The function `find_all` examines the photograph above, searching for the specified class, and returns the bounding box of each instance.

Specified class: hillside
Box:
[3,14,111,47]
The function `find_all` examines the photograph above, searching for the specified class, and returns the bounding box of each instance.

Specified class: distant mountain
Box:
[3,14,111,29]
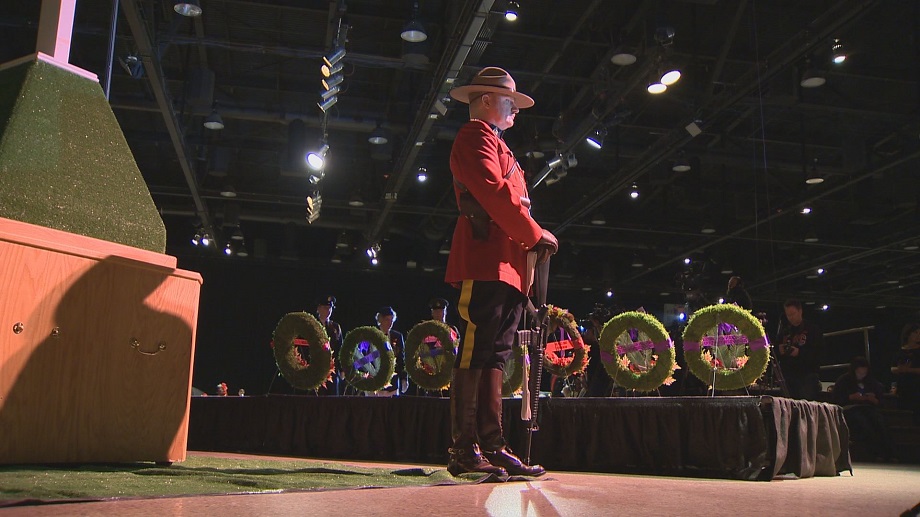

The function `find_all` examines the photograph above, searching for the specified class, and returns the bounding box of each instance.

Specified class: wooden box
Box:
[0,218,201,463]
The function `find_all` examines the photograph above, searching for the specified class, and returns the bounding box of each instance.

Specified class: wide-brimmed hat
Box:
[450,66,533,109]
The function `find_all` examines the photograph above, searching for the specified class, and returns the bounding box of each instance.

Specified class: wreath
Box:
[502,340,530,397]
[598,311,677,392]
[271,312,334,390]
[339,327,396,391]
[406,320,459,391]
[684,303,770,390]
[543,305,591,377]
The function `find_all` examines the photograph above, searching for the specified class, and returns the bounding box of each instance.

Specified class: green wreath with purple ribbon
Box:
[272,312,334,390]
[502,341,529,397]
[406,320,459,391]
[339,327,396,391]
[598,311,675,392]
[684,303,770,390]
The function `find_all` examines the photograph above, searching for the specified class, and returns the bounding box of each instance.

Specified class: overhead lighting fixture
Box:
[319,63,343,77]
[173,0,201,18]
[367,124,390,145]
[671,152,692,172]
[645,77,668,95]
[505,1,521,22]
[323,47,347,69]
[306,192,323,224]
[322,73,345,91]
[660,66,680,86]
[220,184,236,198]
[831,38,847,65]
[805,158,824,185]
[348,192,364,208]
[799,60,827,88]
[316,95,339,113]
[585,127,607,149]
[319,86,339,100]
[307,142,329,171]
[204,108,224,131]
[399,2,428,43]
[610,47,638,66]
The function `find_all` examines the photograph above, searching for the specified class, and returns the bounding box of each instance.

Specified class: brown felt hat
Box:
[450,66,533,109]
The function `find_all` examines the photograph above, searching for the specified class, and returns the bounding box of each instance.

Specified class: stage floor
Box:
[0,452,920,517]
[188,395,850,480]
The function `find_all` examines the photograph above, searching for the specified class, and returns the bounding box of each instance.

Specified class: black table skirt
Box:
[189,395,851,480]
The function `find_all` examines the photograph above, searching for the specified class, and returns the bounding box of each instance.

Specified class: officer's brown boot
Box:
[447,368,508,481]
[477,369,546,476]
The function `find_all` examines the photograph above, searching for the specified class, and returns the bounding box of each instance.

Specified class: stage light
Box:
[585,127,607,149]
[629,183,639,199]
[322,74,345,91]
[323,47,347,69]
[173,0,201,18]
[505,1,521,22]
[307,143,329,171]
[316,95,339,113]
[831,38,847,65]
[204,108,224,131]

* * *

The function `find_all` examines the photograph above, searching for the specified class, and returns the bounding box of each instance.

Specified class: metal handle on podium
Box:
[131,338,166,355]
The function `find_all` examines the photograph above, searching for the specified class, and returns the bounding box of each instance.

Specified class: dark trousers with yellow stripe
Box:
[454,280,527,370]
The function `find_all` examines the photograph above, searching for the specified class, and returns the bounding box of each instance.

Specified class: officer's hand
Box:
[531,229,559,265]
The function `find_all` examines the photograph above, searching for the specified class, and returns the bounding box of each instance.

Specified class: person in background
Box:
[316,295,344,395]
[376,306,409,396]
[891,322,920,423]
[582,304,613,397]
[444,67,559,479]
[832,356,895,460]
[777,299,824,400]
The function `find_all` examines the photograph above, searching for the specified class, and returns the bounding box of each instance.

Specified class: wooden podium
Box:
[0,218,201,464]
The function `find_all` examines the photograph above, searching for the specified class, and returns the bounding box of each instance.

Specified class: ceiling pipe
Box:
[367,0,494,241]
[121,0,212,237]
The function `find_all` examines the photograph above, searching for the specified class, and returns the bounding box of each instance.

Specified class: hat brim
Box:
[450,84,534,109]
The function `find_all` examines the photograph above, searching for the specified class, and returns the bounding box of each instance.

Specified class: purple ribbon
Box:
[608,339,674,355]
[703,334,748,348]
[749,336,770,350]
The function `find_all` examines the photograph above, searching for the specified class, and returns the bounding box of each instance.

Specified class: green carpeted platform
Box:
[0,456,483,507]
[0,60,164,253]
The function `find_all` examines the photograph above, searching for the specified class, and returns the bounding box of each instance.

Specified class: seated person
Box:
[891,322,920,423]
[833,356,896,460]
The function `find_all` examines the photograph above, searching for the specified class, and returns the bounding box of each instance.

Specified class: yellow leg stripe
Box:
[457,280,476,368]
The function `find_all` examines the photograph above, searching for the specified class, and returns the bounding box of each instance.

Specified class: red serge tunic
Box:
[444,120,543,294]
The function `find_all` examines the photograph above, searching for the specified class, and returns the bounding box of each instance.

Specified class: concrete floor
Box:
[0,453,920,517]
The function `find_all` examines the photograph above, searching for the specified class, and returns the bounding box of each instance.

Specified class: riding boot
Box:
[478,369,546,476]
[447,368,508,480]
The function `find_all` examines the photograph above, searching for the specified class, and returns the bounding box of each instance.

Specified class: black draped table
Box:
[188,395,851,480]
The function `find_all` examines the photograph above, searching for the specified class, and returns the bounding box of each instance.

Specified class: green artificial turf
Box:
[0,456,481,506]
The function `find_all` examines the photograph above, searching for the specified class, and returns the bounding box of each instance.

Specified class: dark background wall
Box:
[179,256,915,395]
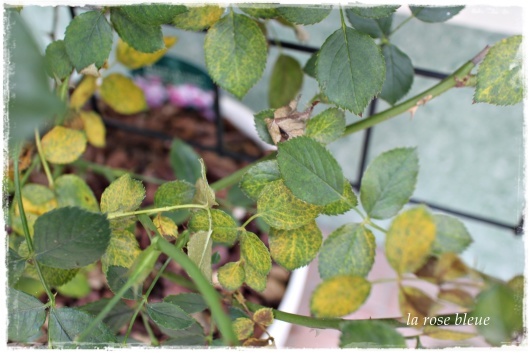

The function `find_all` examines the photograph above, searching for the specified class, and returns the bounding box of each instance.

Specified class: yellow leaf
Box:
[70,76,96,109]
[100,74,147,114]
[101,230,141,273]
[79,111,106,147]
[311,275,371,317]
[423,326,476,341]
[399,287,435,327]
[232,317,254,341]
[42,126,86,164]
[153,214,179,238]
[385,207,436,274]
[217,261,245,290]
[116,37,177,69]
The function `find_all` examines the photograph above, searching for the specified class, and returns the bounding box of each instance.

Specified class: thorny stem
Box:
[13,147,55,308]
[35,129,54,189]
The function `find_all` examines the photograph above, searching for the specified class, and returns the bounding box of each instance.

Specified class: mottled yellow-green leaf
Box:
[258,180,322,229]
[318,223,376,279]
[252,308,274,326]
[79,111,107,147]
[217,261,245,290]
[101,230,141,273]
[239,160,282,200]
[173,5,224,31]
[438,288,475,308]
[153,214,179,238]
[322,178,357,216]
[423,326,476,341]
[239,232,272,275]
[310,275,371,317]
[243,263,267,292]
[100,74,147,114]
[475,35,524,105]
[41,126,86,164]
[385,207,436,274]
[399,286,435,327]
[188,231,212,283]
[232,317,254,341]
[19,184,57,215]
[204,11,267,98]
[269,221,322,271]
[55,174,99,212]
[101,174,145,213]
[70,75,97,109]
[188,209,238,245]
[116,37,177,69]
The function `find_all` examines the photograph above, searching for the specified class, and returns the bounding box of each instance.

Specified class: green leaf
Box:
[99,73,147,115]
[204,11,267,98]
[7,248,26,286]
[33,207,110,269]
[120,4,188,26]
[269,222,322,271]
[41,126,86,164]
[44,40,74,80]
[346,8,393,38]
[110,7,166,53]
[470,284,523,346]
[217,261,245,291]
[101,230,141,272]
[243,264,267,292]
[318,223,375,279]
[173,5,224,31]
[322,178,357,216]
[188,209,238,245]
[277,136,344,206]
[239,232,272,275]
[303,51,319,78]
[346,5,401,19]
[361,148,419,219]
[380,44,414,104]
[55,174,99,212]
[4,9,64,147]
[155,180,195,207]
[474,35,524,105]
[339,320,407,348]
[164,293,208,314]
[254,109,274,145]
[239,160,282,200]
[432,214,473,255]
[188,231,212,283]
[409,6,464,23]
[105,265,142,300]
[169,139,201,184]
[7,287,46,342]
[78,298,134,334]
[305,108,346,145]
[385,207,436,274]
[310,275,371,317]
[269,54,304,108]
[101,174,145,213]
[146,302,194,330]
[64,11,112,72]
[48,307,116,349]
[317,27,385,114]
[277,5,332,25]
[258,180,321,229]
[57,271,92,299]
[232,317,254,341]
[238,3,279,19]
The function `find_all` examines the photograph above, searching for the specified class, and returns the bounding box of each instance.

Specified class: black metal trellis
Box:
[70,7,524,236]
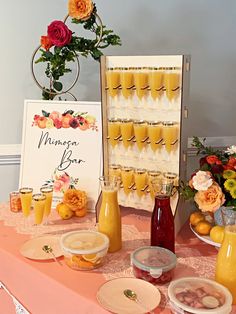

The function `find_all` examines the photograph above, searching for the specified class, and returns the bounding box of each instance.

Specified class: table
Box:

#### Problem statement:
Which lines of the material above contain the string "metal"? Copy each such line in full, and treat a difference in letter case as a mismatch.

#### Answer to the task:
Specified class: metal handle on podium
Specified class: black metal trellis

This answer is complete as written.